Please write out the records exactly.

::: MATERIAL SHOWN

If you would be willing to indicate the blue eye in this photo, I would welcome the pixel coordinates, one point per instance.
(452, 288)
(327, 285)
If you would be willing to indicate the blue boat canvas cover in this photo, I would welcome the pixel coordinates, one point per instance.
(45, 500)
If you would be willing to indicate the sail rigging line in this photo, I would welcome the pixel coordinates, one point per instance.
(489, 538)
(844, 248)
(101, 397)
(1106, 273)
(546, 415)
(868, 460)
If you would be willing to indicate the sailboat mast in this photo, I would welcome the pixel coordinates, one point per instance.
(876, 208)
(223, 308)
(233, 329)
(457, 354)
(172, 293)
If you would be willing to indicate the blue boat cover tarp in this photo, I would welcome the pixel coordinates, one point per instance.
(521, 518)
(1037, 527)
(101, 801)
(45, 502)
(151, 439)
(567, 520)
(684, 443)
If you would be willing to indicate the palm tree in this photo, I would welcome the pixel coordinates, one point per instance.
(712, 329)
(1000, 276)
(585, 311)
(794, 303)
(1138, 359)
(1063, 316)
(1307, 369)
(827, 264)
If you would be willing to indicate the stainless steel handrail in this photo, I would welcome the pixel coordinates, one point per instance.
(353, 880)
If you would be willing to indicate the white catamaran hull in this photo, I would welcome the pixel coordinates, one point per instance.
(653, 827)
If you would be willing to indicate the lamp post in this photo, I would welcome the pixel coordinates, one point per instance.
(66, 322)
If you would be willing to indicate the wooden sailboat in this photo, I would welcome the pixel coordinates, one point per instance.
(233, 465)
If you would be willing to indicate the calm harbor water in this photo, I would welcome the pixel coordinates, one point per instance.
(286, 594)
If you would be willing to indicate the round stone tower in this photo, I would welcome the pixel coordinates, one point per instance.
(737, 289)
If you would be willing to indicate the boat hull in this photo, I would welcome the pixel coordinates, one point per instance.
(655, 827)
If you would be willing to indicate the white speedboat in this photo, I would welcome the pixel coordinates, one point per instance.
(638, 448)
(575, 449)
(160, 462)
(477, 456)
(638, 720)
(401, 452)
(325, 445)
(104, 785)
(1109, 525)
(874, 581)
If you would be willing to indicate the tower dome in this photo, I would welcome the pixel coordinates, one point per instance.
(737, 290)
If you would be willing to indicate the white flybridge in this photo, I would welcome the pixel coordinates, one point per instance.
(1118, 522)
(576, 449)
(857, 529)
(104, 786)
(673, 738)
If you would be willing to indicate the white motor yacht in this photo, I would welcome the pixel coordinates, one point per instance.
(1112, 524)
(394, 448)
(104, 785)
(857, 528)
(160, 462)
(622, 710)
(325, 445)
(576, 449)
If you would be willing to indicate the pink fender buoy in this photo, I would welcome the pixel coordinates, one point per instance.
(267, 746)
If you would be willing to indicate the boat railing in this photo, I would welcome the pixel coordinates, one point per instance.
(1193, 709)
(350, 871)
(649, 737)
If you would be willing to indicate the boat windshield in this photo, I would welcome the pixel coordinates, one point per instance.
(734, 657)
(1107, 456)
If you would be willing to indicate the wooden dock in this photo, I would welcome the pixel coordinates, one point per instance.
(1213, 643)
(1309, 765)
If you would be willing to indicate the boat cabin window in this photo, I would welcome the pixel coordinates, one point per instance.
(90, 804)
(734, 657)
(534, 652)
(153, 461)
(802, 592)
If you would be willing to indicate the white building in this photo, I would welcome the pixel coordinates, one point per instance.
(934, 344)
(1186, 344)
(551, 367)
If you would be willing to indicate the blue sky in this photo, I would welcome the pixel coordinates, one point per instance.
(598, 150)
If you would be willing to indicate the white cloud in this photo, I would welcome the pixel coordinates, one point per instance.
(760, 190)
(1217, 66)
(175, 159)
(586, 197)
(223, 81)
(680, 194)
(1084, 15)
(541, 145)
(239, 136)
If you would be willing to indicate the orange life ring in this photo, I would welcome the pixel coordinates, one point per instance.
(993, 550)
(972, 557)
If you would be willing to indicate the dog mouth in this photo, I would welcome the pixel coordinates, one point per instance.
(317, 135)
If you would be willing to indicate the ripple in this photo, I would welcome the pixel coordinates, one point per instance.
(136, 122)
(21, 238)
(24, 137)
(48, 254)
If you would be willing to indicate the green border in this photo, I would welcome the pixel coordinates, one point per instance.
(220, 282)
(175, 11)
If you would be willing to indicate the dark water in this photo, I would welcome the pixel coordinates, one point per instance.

::::::

*SOLUTION*.
If you would be willing to indicate the blue eye in this photo, I would welcome the pixel coordinates, one point per instance.
(452, 288)
(327, 285)
If you would be willing to indicate the blue boat canvas cover in this photo, I would welcome the pixel coordinates, one point per instance.
(45, 500)
If you would be willing to indicate the sail rigging line in this photo, I would welcome the pixel coordinates, one point per instance.
(489, 538)
(844, 248)
(101, 397)
(1106, 273)
(546, 415)
(868, 460)
If you would be willing to indicate the sailboat mast in this photo, I would welcome the pixel coordinates, one point per instance.
(876, 208)
(223, 308)
(233, 329)
(457, 354)
(172, 293)
If you would be willing to indicate the blue boat cover tarp in this photo, I would welcome the pixel coordinates, one point per instance.
(521, 518)
(1037, 527)
(101, 801)
(45, 502)
(151, 439)
(567, 520)
(684, 443)
If you would be willing to indicate the palm tree in this photo, I would welcome the pixel coordinates, one point per instance.
(712, 329)
(1000, 276)
(585, 311)
(794, 303)
(1138, 359)
(1063, 316)
(1307, 369)
(827, 264)
If you would be willing to indicate the stainless steel handrail in this photo, I would welcome the pixel coordinates, one point per instance.
(353, 880)
If you would be willing to indicate the white catamaran hull in this photo, I would welcome the pixel coordinates, one point per instance.
(653, 827)
If you would be willing to indicate the lamp post in this photo, I would welcome the pixel coordinates, one point per instance.
(66, 322)
If you would be willing to indicate the wooden sailboat in this photo, I would welcome the pixel coordinates, one point per instance.
(233, 465)
If you would be willing to indicate the calm harbor water in this photo, I would welcome the pixel coordinates, one point per instance.
(286, 594)
If you would be willing to indicate the round stone tower in this photo, I would welcome the pixel coordinates, one point per instance.
(737, 289)
If you would be willing to indicate the boat hull in this photo, I would welcome the pixel coordinates, one point per instance.
(655, 827)
If you would be willing to indicate the white speedboat in this photo, I would welcome the pixel coordinates, one point per instance.
(638, 448)
(575, 449)
(160, 462)
(477, 456)
(638, 720)
(401, 452)
(325, 445)
(104, 785)
(1109, 525)
(874, 581)
If you would be willing to indicate the tower dome in this photo, I would welcome the pixel coordinates, one point per instance.
(737, 290)
If you would be willing to indicate the white flybridge in this photo, I would welcome the pixel coordinates, one point per instance.
(1118, 522)
(576, 449)
(857, 529)
(104, 786)
(673, 738)
If you would be willing to indicate the white motor yacht in this photo, I would welcome the pixel coordinates, one point per instance.
(1112, 524)
(394, 448)
(104, 785)
(857, 528)
(160, 462)
(622, 710)
(325, 445)
(576, 449)
If you would be willing to indicate the pink fender buoy in this photo, I would welcome the pixel coordinates, one point per instance.
(267, 746)
If you would be willing to indicate the boat railing in this photo, I would welcome the pixel coordinates, one point per instance.
(1193, 709)
(350, 871)
(649, 737)
If you would be willing to indicate the boat windshield in this photo, I would welcome the pixel coordinates, one point per instance.
(734, 657)
(1107, 456)
If you would be willing to indicate the wooden dock in this photo, I would welcome the pixel coordinates, one point per instance.
(1213, 643)
(1309, 765)
If you would be willing to indicate the boat cabin window in this photo, I would welcome the pixel coordinates, one point per instance.
(90, 804)
(734, 657)
(534, 652)
(153, 461)
(802, 592)
If you would be willing to indicate the white building in this photo, I would welcome the pixel coordinates, one point per instance.
(934, 344)
(1186, 344)
(551, 367)
If you would be willing to indicate the blue sky in this photo, I would welcome the pixel coordinates, one point per instance.
(598, 150)
If you would be willing to indicate the white cloud in this photo, I would welcome the pixel coordinates, one point per instance.
(760, 190)
(1217, 66)
(175, 159)
(586, 197)
(223, 81)
(680, 194)
(1084, 15)
(541, 145)
(239, 136)
If you would be willing to indicate the orange life ring in this photo, I would welcome the pixel coordinates, one point per instance.
(993, 550)
(972, 557)
If you would be willing to indicate the dog mouth in this photo, I would welcome the pixel coordinates, one point per instance.
(317, 135)
If you would be willing to indicate the ripple in this photo, I would welcome the pixel coordinates, one point per instance.
(136, 122)
(21, 238)
(24, 137)
(48, 254)
If you would be willing to indicate the green border in this photo, I would welcome the pixel coordinates, one point per instance.
(220, 282)
(175, 11)
If you would be willing to indicate the dark water in this photo, I would welcome the pixel coordinates, one point per instance.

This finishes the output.